▶ **Texte fourni**:
☆ ☆ ☆ ☆ ☆ ☆ ☆

LES ROUTES ne sont pas du tout dans le même état que celles parcourues jusqu’ici, par conséquent le temps de trajet se voit rallongé et nous ne mettrons pas longtemps avant de nous rendre compte que l’espoir de rejoindre le lac dans la nuit n’est plus qu’un mirage. Finalement, vers 4 h du matin, la fatigue l’emporte et nous jetons nos beds au bord de la route, au milieu des multiples déchets qui jonchent le sol. Vers 6 h du matin le trafic devient plus intense et j’en ai marre de trembler de la tête aux pieds à chaque passage de poids lourd. Les yeux collés et quelques biscuits dans le bide, nous reprenons la route tout en évoquant les bruits suspects de la nuit. Explosions ? Coups de feu ? Quelques kilomètres plus loin nous tomberons sur ce qui ressemble bel et bien à une scène de crime : banderoles de police, traces au sol…
AMBIANCE GARANTIE
Malgré cela la vallée est superbe, dans le fond de celle-ci s’enchaînent des barrages étroits aux eaux bleues, la lumière du soleil levant est magnifique, le seul problème vient des déchets. On se croirait en Asie du Sud-Est. C’est désolant ! Après quelques heures de route et au détour d’un col de montagne, nous apercevons au loin une grande pièce d’eau dans une plaine entourée de montagnes. La végétation semble très variée, l’eau est couleur bleu azur, le lac semble imposant, et d’où nous sommes nous pouvons déjà deviner que c’est un barrage avec plusieurs îles et différents hauts-fonds massifs.
Ça mérite un coup d’oeil sur la carte. Ce lac faisait d’ailleurs partie de la liste initiale des lacs potentiellement intéressants, et vu que nous avons dû abandonner le projet sur le lac slovène, la décision de faire un détour par celui-ci devient une évidence. Une bonne heure plus tard, après avoir traversé une petite ville et quelques micros-villages où nous fûmes loin de passer inaperçus, nous pouvons enfin apprécier ce premier contact avec le lac. C’est juste magnifique, un mélange entre le Salagou, Saint-Cassien et Montbel. L’ambiance est typique des pays de l’Est et certaines baies me rappellent un lac dont j’étais tombé amoureux proche du pic d’Adam au Sri Lanka. Des îles, des hauts-fonds, des herbiers, des pointes et des baies dans tous les sens, de la bouffe en bordure (moules, escargots) et quelques nuages de sédiments suspects visibles à l’oeil nu en bordure.

☆ ☆ ☆ ☆ ☆ ☆ ☆

▶ **Données fournies**:

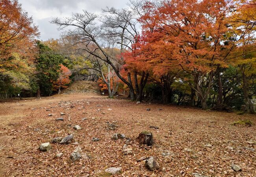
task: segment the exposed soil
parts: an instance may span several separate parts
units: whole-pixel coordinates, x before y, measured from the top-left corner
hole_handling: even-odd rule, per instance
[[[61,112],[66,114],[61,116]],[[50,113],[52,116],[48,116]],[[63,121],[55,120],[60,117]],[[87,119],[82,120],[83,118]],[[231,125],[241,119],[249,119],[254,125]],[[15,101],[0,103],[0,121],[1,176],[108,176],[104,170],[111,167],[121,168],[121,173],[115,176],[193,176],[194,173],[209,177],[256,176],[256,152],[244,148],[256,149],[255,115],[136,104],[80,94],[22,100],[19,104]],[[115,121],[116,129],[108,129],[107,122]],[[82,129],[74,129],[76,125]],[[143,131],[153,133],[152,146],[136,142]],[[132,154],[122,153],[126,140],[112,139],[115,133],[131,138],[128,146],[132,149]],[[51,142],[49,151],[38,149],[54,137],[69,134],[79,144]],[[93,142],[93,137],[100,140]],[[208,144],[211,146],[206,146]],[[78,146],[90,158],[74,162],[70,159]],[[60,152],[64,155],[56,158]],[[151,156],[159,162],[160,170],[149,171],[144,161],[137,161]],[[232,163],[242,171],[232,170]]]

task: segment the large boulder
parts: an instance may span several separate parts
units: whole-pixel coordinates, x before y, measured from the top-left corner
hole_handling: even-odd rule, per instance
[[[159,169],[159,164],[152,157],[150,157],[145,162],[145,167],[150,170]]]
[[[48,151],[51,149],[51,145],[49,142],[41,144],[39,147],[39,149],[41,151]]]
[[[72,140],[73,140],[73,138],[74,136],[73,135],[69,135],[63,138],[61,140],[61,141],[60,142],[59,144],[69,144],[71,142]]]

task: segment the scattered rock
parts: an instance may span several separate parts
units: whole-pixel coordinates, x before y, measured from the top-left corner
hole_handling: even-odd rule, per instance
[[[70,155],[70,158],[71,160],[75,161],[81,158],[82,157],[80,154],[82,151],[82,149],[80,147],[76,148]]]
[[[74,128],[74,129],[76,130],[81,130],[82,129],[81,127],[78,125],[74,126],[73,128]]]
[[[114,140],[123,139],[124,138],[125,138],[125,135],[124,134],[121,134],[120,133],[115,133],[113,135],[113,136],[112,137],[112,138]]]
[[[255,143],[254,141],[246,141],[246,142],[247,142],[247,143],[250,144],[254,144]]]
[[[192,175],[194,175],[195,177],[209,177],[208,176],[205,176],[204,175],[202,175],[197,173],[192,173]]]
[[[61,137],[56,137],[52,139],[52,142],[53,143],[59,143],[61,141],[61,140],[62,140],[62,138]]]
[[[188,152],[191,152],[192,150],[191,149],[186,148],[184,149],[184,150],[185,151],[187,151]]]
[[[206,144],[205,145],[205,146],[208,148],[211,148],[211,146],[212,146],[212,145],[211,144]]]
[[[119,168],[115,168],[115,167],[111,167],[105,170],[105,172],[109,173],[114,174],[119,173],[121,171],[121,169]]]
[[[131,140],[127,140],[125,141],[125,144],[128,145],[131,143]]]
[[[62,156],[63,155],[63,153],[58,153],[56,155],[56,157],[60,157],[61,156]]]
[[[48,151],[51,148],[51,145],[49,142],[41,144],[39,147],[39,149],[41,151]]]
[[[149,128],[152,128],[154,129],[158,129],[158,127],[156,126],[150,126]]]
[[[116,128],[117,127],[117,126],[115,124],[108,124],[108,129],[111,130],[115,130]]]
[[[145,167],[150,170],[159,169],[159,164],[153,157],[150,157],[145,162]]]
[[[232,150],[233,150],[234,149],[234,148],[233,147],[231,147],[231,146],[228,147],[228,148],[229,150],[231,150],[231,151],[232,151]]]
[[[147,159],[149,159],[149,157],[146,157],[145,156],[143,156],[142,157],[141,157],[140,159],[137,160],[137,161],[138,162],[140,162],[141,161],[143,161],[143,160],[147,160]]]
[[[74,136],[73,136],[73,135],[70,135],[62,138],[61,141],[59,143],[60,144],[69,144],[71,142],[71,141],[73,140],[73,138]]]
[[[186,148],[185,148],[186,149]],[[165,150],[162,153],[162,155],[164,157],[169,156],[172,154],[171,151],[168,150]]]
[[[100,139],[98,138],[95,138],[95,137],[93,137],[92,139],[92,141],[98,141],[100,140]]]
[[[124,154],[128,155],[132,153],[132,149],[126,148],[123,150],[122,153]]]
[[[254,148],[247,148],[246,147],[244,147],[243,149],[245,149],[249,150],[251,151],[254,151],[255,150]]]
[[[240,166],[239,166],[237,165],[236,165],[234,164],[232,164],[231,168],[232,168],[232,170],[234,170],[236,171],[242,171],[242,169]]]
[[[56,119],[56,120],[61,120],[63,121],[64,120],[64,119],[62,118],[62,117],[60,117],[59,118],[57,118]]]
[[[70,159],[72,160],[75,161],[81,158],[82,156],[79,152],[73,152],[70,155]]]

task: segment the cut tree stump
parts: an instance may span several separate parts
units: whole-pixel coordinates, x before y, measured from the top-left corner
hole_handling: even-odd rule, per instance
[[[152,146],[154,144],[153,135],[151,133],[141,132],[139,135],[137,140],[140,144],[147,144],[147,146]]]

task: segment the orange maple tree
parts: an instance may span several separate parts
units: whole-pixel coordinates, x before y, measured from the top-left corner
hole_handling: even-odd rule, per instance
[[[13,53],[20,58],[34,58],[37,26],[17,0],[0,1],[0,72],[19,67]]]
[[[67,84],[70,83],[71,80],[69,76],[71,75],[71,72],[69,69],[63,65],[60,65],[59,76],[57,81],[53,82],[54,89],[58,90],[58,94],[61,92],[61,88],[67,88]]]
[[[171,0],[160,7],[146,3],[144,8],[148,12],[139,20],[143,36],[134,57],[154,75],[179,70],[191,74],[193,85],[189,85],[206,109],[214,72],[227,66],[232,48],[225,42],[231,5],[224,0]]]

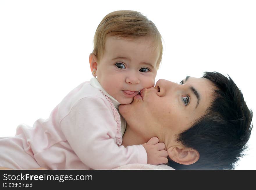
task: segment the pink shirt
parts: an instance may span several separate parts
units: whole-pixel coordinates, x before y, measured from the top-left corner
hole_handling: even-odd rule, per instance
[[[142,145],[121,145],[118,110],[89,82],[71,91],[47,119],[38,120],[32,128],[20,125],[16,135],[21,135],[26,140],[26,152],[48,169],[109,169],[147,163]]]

☆ ☆ ☆ ☆ ☆ ☆ ☆

▶ **Consignes**:
a: Recopiez du texte fourni tout le passage allant de « Ça mérite un » jusqu'à « nu en bordure. ».
b: D'après le texte fourni, pourquoi les voyageurs décident-ils de faire un détour par le lac aperçu depuis le col de montagne ? Répondez en une à trois phrases.

▶ **Corrigé**:
a:
Ça mérite un coup d’oeil sur la carte. Ce lac faisait d’ailleurs partie de la liste initiale des lacs potentiellement intéressants, et vu que nous avons dû abandonner le projet sur le lac slovène, la décision de faire un détour par celui-ci devient une évidence. Une bonne heure plus tard, après avoir traversé une petite ville et quelques micros-villages où nous fûmes loin de passer inaperçus, nous pouvons enfin apprécier ce premier contact avec le lac. C’est juste magnifique, un mélange entre le Salagou, Saint-Cassien et Montbel. L’ambiance est typique des pays de l’Est et certaines baies me rappellent un lac dont j’étais tombé amoureux proche du pic d’Adam au Sri Lanka. Des îles, des hauts-fonds, des herbiers, des pointes et des baies dans tous les sens, de la bouffe en bordure (moules, escargots) et quelques nuages de sédiments suspects visibles à l’oeil nu en bordure.

b: Ce lac figurait déjà sur la liste initiale des lacs potentiellement intéressants. Comme ils ont dû abandonner leur projet sur le lac slovène, le détour devient pour eux une évidence.